WRITTEN TASK:
Your task is to reproduce the entries below word for word.

DATA IN THIS EXERCISE:

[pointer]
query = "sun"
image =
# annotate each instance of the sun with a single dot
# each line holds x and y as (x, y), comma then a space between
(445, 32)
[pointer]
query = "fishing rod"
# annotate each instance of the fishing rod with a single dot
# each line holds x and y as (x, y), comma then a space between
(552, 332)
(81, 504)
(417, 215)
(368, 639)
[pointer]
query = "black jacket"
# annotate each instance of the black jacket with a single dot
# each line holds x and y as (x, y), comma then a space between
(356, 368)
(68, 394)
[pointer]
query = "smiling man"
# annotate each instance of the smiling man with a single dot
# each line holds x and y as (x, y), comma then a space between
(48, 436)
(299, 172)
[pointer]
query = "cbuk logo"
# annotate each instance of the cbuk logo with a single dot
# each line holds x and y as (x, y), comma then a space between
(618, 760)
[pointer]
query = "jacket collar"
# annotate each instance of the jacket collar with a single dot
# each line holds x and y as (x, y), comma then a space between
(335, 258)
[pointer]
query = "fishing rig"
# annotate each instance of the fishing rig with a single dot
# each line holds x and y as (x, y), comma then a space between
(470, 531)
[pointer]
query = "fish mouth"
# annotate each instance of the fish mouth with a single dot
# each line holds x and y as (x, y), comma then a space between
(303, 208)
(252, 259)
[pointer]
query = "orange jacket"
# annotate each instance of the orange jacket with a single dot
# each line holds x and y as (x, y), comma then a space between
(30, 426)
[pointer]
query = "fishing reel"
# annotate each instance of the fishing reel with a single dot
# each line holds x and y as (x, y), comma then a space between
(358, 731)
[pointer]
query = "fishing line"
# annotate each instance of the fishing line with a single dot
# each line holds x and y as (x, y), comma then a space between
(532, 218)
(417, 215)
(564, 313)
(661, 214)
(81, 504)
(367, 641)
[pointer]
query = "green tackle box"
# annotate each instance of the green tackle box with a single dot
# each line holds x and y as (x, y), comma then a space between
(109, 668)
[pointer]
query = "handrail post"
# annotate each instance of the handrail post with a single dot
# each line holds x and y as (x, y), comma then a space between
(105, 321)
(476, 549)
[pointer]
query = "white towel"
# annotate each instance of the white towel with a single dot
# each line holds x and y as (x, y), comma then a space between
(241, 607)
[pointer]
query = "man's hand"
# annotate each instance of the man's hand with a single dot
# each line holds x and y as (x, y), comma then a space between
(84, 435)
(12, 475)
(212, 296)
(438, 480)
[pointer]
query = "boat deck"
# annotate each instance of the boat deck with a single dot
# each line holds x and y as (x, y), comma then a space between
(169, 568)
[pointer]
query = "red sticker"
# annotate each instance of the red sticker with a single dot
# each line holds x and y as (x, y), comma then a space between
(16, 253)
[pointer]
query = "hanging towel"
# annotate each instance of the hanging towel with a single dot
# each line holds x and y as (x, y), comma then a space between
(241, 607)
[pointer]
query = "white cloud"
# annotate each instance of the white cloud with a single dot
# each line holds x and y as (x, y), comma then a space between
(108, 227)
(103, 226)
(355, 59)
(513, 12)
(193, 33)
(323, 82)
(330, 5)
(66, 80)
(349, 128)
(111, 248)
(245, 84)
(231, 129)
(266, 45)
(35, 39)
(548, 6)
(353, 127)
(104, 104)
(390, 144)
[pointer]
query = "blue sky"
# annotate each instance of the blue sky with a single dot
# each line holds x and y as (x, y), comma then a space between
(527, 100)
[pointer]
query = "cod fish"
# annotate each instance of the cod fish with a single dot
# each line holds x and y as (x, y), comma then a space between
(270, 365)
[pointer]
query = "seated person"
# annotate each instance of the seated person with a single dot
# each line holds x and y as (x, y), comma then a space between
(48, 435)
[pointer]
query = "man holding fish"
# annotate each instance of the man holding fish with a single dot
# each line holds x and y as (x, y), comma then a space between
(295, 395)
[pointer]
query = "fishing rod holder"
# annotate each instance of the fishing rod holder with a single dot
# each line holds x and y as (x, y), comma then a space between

TASK OUTPUT:
[pointer]
query = "sun"
image =
# annotate each instance of the sun with a single dot
# each line holds x and y as (x, y), comma then a space between
(445, 32)
[pointer]
query = "fishing rod"
# annotate each instance of the fishing rod with a single dot
# each line holds x and y as (x, y), comma then a space between
(552, 332)
(81, 504)
(417, 215)
(368, 639)
[pointer]
query = "black jacket"
# annotate each instance of the black jacket with a single dot
# each line holds x and y as (x, y), comma then a space between
(356, 368)
(68, 394)
[pointer]
query = "smiling man"
# annotate each instance of the smiling man with a single dot
# each line holds x and y as (x, y), comma then a space between
(48, 436)
(299, 172)
[pointer]
query = "cbuk logo"
# annotate each instance of the cbuk logo with a single dot
# each line holds x and y as (x, y), comma then a space between
(618, 760)
[pointer]
query = "jacket collar"
# annotate each instance of the jacket collar with a single dot
# each line holds x and y as (x, y), comma then a space between
(335, 258)
[pointer]
query = "fishing rig"
# annotate each instance of the fishing rig with a single dot
# each line holds x and y as (x, y), comma then a space between
(470, 531)
[pointer]
query = "fish mouth"
# annotate each instance of the fish mouth with a single dot
# each line holds x and y as (x, y), comma then a space between
(303, 208)
(252, 259)
[pointer]
query = "orange jacket"
# annotate each instance of the orange jacket with a single dot
# each line holds x and y as (x, y), comma then a space between
(30, 426)
[pointer]
query = "fishing reel"
# annotate each instance of the fishing reel with a single dot
# each line holds x and y as (x, y), comma then a space between
(358, 731)
[pointer]
query = "fishing line"
# annotate each instance of the fishing line with a single dot
# each line holds x and y as (x, y), comma then a space between
(532, 218)
(417, 215)
(564, 313)
(661, 214)
(81, 504)
(367, 641)
[pointer]
query = "green tackle box"
# annotate each instance of the green tackle box with a single dot
# each line holds x and y as (x, y), comma then a space between
(109, 668)
[pointer]
query = "handrail post"
# annotate each instance of the handrail post with a single dot
# each line holds x and y as (x, y), comma then a space between
(105, 321)
(476, 549)
[pointer]
query = "white towel"
# annotate each instance of the white towel with a single dot
# each line holds x and y as (x, y), comma then a space between
(241, 607)
[pointer]
query = "man's hand"
# annotate each instance of the man's hand with a single dot
# each line holds x and y as (x, y), comma then a space between
(84, 435)
(12, 475)
(212, 296)
(438, 480)
[pointer]
query = "boat deck"
# annotate each instance of the boat deck with a single dot
# each line holds x and y as (x, y), comma then a space between
(169, 568)
[pointer]
query = "red sticker"
# annotate each instance of the red sticker with a single dot
# each line holds x and y as (x, y), comma then a space between
(16, 253)
[pointer]
query = "hanging towel"
# annotate each instance of the hanging towel with a single dot
# each line holds x and y as (x, y), comma then a space between
(241, 607)
[pointer]
query = "white cloud"
# annotate each instance of the white cloud with a single dot
# each line holds x and y as (x, y), comma then a space between
(108, 227)
(103, 226)
(355, 59)
(513, 12)
(193, 33)
(323, 82)
(330, 5)
(66, 80)
(349, 128)
(111, 248)
(245, 84)
(231, 129)
(266, 45)
(35, 39)
(548, 6)
(353, 127)
(104, 104)
(390, 144)
[pointer]
query = "blue sky"
# annotate each instance of the blue sky with a single dot
# each line holds x and y as (x, y), comma then a space between
(527, 100)
[pointer]
query = "cod fish"
# annotate each instance of the cod fish with a single dot
# each line holds x and y as (x, y), comma then a space between
(270, 365)
[pointer]
query = "seated person"
# annotate each instance of the seated person with a single dot
# each line holds x and y as (x, y), comma then a space between
(48, 435)
[pointer]
query = "man holding fish"
# annotate each instance of the man holding fish with a single dot
# each line holds x and y as (x, y), comma then a space between
(295, 395)
[pointer]
query = "fishing rod holder"
# annotate each instance of the fishing rod holder with a single dot
# each line holds x and y as (x, y), comma then a space between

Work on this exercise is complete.